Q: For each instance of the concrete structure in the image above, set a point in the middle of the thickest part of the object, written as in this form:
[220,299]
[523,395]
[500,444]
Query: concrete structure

WORK TASK:
The answer must be the full listing, repeated word for word.

PROBLEM SOLUTION:
Q: For each instance of the concrete structure in the image above, set a point in the middle of the thickest part of the object, written as in this form:
[220,299]
[523,395]
[500,444]
Query: concrete structure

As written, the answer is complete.